Selected excerpt:
>>>

Sunday, May 20, 2012

Palestinian prisoners in... Palestine?

On Monday, May 7th, 2012, El País published an article by Ana Carbajosa under the title Israel deniega la excarcelación a dos presos palestinos al borde de la muerte (Israel rejects to release two almost dead Palestinian prisoners). Excerpts from the article below (translated as accurate as possible, between quotation marks):

"Adameer, the Palestinian association which provides legal counseling to many of the prisoners, denounces that penitentiary authorities have begun a campaign of reprisals against the strikers, who are said to be deprived of visits, access to lawyers and all kind of personal goods. Some of them are even confined in isolation cells, according to Adameer."

All these measures are actually applied in the jails of almost every single democratic State. It's a way to fight against those prisoners who don't adapt themselves to the rules of the jail or who incite others to commit rebellious acts.

Ana Carbajosa's article also deals with the Israeli administrative detention:

"However, institutions like the European Union have criticized in the past the 'excessive use' of this Israeli legal precept, which according to the international legislation should be applied in very exceptional cases and to prevent damages which couldn't be prevented in another way."

<<<

[Items from a data source]
>>>

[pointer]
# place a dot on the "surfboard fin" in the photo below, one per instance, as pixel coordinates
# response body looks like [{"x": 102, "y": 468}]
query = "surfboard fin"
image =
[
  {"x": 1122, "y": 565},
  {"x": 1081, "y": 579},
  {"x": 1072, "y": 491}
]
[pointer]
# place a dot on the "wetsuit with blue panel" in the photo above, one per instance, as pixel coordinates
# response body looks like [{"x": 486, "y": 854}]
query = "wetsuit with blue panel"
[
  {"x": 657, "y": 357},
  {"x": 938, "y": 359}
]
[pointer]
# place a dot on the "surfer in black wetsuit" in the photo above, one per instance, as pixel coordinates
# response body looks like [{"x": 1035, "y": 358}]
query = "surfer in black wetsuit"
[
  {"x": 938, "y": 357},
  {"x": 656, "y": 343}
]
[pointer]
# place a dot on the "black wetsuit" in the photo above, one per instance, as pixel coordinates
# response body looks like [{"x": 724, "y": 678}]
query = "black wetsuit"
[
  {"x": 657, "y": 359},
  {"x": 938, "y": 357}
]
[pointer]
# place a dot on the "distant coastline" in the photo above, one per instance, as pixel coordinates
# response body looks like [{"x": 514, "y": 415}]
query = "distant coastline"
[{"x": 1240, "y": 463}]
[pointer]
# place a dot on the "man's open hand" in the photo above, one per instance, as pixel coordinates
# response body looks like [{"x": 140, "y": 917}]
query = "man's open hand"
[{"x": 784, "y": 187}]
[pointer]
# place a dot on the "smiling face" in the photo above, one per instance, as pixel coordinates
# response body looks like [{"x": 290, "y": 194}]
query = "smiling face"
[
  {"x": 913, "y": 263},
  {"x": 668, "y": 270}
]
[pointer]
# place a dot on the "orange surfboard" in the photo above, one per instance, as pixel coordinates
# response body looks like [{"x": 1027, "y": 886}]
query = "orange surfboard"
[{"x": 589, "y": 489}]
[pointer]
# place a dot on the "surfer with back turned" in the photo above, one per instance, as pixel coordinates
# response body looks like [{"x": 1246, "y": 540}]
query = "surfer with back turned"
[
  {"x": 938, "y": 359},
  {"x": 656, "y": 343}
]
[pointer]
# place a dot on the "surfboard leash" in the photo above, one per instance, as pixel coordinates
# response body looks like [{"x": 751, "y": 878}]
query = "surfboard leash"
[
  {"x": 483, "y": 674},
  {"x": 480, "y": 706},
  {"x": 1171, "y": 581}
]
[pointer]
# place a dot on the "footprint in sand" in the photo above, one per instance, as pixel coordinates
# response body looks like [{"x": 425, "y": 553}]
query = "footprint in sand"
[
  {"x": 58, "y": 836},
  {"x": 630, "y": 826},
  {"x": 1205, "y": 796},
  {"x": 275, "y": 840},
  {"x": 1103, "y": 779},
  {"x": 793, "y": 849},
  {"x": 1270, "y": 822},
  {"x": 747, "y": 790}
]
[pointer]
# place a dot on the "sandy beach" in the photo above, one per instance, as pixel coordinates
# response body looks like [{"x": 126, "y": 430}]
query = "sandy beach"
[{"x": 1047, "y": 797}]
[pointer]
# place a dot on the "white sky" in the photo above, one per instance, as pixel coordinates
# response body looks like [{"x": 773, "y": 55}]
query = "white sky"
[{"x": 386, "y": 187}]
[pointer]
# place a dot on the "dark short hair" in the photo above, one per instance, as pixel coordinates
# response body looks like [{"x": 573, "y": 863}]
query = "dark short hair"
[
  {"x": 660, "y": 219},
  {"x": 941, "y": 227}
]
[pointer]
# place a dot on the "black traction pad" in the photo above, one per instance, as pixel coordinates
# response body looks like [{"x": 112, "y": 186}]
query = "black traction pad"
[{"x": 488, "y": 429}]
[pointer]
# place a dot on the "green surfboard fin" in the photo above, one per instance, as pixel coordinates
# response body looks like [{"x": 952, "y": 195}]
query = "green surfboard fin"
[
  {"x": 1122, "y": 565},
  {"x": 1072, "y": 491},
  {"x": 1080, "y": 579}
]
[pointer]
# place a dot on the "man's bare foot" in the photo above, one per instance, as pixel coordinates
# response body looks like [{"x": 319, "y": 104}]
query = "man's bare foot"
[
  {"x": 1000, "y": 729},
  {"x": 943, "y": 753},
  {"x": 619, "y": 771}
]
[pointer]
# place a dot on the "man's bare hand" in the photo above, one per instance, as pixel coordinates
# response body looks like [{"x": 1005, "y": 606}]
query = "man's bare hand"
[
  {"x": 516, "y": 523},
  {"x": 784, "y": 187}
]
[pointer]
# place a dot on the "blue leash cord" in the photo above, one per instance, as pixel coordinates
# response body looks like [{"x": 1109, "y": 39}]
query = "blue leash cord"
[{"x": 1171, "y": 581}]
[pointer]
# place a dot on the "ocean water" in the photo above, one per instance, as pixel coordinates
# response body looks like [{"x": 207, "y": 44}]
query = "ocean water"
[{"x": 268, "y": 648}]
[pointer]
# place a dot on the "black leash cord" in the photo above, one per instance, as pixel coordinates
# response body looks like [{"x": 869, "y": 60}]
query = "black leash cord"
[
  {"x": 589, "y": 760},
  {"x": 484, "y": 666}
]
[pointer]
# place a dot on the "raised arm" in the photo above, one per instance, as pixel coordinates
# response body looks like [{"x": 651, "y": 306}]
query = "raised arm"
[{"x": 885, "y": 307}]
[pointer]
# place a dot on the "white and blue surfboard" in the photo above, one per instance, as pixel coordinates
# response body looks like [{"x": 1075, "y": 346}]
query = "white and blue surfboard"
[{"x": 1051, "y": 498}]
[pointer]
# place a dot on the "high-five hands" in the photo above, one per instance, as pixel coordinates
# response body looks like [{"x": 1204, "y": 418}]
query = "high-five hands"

<<<

What needs to be done: In the post on Palestinian prisoners, render this sentence in French: "It's a way to fight against those prisoners who don't adapt themselves to the rules of the jail or who incite others to commit rebellious acts."

Answer section: C'est un moyen de lutter contre les détenus qui ne s'adaptent pas aux règles de la prison ou qui incitent d'autres à commettre des actes de rébellion.